Each line of the listing must be transcribed exactly, except for the images, which should be excluded.

▶ _Task inputs_
○ ○ ○
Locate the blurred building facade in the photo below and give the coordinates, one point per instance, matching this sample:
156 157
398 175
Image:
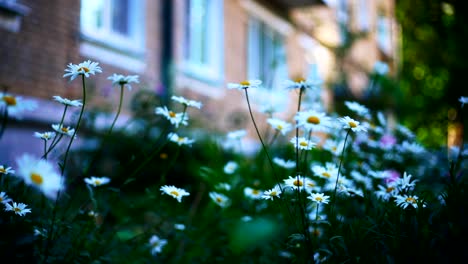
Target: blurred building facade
○ ○ ○
▶ _Response_
Locate the blurred building facade in the photo below and give the coordinates, one point per instance, matching this sample:
156 157
398 175
Image:
Target: blurred building facade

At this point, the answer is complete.